Given exercise: Copy out every line of the data below word for word, with nothing changed.

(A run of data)

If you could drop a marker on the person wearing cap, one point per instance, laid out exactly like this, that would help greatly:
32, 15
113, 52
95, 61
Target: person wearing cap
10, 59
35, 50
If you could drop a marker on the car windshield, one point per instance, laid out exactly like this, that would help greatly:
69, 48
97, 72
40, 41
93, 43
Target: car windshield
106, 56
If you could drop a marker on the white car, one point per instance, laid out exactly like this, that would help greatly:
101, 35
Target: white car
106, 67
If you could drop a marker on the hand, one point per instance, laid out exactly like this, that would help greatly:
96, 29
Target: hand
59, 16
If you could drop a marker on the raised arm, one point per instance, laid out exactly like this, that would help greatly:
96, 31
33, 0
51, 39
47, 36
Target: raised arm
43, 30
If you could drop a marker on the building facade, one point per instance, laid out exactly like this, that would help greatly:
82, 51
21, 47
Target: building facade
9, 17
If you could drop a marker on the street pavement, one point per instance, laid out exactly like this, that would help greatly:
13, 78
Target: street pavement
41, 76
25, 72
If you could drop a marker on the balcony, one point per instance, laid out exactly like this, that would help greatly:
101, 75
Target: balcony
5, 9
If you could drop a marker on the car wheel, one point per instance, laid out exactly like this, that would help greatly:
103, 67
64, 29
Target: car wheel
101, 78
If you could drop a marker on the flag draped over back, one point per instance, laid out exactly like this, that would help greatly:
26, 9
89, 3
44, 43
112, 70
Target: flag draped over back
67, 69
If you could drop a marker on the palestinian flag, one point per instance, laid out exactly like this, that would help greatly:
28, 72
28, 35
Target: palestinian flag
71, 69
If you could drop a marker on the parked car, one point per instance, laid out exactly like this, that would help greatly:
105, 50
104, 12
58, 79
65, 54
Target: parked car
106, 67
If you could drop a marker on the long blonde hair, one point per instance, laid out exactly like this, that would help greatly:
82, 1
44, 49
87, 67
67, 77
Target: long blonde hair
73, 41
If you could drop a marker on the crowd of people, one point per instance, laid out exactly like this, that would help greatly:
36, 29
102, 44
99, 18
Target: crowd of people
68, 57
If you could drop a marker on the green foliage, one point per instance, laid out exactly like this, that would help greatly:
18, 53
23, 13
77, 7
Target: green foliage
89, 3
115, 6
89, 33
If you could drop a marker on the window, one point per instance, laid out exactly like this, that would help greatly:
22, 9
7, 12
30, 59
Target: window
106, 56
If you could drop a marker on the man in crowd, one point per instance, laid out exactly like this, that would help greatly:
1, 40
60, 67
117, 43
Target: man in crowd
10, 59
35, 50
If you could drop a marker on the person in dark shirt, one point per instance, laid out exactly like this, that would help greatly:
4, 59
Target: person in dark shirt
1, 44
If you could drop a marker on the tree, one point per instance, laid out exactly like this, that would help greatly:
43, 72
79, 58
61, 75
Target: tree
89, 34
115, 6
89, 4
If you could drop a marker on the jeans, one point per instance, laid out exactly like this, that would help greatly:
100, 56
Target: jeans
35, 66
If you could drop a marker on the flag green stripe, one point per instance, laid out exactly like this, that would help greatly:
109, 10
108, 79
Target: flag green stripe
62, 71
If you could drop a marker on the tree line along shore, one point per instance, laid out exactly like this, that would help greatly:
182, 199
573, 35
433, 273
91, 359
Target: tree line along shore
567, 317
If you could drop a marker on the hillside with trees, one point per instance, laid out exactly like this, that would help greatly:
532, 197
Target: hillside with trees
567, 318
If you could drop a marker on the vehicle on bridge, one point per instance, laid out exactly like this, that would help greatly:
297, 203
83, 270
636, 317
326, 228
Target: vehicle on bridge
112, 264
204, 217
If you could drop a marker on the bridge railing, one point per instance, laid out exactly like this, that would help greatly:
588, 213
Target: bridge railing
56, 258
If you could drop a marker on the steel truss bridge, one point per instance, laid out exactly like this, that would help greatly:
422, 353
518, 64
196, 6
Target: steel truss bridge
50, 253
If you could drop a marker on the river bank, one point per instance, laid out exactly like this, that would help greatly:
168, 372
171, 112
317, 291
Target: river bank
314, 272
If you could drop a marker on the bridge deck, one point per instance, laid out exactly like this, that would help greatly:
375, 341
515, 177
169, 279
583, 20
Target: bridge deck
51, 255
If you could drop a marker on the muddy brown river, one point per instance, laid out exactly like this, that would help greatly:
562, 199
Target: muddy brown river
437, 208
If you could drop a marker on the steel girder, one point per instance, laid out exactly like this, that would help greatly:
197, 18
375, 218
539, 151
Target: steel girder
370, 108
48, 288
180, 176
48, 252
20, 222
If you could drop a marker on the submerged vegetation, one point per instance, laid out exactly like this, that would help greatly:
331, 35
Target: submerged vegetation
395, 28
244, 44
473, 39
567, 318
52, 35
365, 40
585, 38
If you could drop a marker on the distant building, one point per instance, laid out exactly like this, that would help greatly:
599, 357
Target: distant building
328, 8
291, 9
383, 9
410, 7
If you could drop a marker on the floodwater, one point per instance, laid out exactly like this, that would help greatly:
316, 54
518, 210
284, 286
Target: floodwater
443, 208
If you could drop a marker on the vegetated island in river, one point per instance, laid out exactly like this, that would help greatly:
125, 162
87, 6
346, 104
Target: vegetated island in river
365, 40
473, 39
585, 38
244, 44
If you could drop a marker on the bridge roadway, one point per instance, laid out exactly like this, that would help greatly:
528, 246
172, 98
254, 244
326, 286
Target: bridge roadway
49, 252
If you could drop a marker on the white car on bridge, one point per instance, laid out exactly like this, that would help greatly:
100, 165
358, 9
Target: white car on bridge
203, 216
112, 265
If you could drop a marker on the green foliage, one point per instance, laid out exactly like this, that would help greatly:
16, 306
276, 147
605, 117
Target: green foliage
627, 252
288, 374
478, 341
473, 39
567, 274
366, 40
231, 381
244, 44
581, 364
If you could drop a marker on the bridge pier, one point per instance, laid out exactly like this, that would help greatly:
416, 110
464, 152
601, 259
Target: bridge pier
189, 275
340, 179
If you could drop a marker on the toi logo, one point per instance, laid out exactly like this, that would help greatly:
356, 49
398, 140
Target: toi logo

Correct answer:
If you could drop a marker on the person wearing cap, one point per instance, laid out exactly like this, that would help greatly:
32, 15
113, 52
95, 61
Target: person wearing cap
10, 59
35, 50
If you could drop a marker on the car windshield, one point per instance, laid out exactly like this, that would help greatly:
69, 48
97, 72
40, 41
93, 43
Target: car windshield
106, 56
If you could drop a marker on the white car, one point per instance, laid out exactly like this, that would help greatly:
101, 35
Target: white car
106, 67
If you could drop a marker on the hand, one point per instance, laid out exactly like this, that would help greatly:
96, 29
Target: hand
59, 16
If you could drop a marker on the raised arm, one point per instance, laid out exactly like this, that would help greatly:
96, 31
33, 0
51, 39
47, 36
Target: raised arm
43, 30
If you could drop a marker on the building facade, one point per instance, laid out exactly like this, that would help greatly:
82, 51
21, 47
Target: building facade
9, 17
If you could drop a marker on the street pavement, one point per instance, laid out exactly like this, that would help greatly:
13, 78
Target: street pavement
41, 76
25, 72
If you could drop a marker on the balcony, one point per instance, laid out exactly like this, that would help greatly:
101, 75
Target: balcony
5, 9
If you could drop a marker on the car wheel, one point per instance, laid out exactly like this, that would help greatly:
103, 67
64, 29
Target: car wheel
101, 78
If you could drop a marker on the flag draped over back, one point per instance, laid out exactly like this, that would help greatly:
26, 9
89, 3
44, 43
112, 70
Target: flag draped over back
67, 69
If you could drop a marker on the palestinian flag, one point per instance, laid out exactly like this, that would help greatly:
28, 72
28, 35
Target: palestinian flag
71, 69
If you could drop a marker on the parked car, one point per instance, laid out exactly like this, that would help greatly:
105, 50
104, 12
58, 79
65, 54
Target: parked car
106, 67
If you could drop a marker on the long blonde hair, one point per instance, laid out exactly like this, that would help greatly:
82, 1
44, 49
87, 67
67, 77
Target: long blonde hair
73, 41
If you could drop a marker on the crowd of people, one point per instance, laid out exactly like this, that would help greatly:
36, 29
102, 44
99, 18
Target: crowd of people
68, 57
If you could drop a marker on the green foliage, one point per instance, laid out exactly like this, that would help greatly:
18, 53
23, 13
77, 7
Target: green foliage
89, 3
115, 6
89, 33
If you could drop a marker on the window, one point per instance, laid out exactly like this, that would help greatly:
22, 9
7, 12
30, 59
Target: window
106, 56
If you could drop a marker on the man in crowd, one point per instance, laid out exactly like this, that would help greatly:
1, 40
60, 67
117, 43
Target: man in crowd
10, 59
35, 50
If you could drop a marker on the person in dark shirt, one point per instance, laid out exactly like this, that would help greatly:
4, 59
Target: person in dark shirt
1, 44
If you could drop a marker on the tree, one point per instance, laid out exactly like this, that would help greatly:
43, 72
79, 58
61, 75
Target: tree
89, 34
115, 6
89, 4
If you could drop a marker on the jeans, one point per instance, laid out exactly like this, that would help greatly:
100, 56
Target: jeans
35, 66
If you could drop a marker on the flag green stripe, one point per instance, laid out exactly like this, that would help greatly:
109, 10
108, 79
Target: flag green stripe
62, 71
If you could drop a marker on the tree line along shore, one point per instance, laid out exactly like this, that would help greatly:
182, 199
573, 35
433, 273
91, 359
Target: tree line along shore
567, 317
If you could drop a marker on the hillside with trees, one point per instance, laid out exactly like this, that would help greatly:
532, 197
Target: hillside with trees
567, 318
If you could drop a marker on the vehicle on bridge, one point per instance, laid out exactly like this, that would help greatly:
297, 203
83, 270
636, 317
326, 228
Target: vehicle on bridge
112, 264
204, 217
If you could drop a marker on the bridge railing, one point per instance, laid out exactly like this, that would help greatly:
588, 213
Target: bridge railing
56, 258
If you could drop a marker on the steel truss bridge, one point per instance, laid out exactly like this, that would help greatly:
422, 353
518, 64
196, 6
Target: steel truss bridge
50, 253
If you could drop a marker on the river bank, one point per instance, laid out exactly like this, that would help greatly:
168, 372
171, 112
317, 291
Target: river bank
314, 272
If you could drop a marker on the bridge deck, one point per instance, laid out exactly like this, that would help greatly:
375, 341
515, 177
169, 279
583, 20
Target: bridge deck
51, 255
If you could drop a marker on the muddy brown river, one point per instance, laid out exactly like this, that would help greatly:
562, 199
Target: muddy brown river
437, 208
If you could drop a marker on the steel girder, one point per instance, laid out exactly like this, that would help greatly:
197, 18
375, 218
539, 151
Target: steel girder
370, 108
48, 288
180, 176
48, 252
20, 222
If you could drop a marker on the submerged vegetation, one point per instance, laid out exactly like this, that would help greatly:
331, 35
Target: submerged vegetation
395, 28
244, 44
473, 39
567, 318
52, 35
365, 40
585, 38
If you could drop a marker on the distant building, one point per instance, laid out exactly like this, that would help greatly:
599, 357
Target: distant building
328, 8
291, 9
383, 9
410, 7
If you could drop a marker on the floodwater, one point per instance, laid out exactly like this, that would help greatly:
316, 54
518, 210
284, 286
Target: floodwater
443, 208
If you could drop a marker on the vegetated island in river, one point per instance, laid out exactly like this, that would help greatly:
125, 162
87, 6
346, 104
Target: vegetated island in river
365, 40
473, 39
585, 38
244, 44
If you could drop a marker on the bridge roadway, one point per instance, laid out exactly like this, that would help greatly:
528, 246
172, 98
254, 244
326, 286
Target: bridge roadway
49, 252
If you could drop a marker on the white car on bridge, one point per instance, laid out exactly like this, that would help greatly:
100, 165
358, 9
Target: white car on bridge
203, 216
112, 265
If you could drop a marker on the green foliage, one point per instance, laid out exactly like this, that would help greatly:
16, 306
276, 147
605, 117
Target: green foliage
627, 252
288, 374
478, 341
473, 39
567, 274
366, 40
231, 381
244, 44
581, 364
If you could drop a marker on the bridge pier, one point per instance, laid out exactly like this, that would help greatly:
416, 110
464, 152
601, 259
Target: bridge pier
189, 275
340, 179
If you could drop a marker on the toi logo, one point per instance, laid out exactly like this, that would help greatly:
356, 49
398, 140
Target: toi logo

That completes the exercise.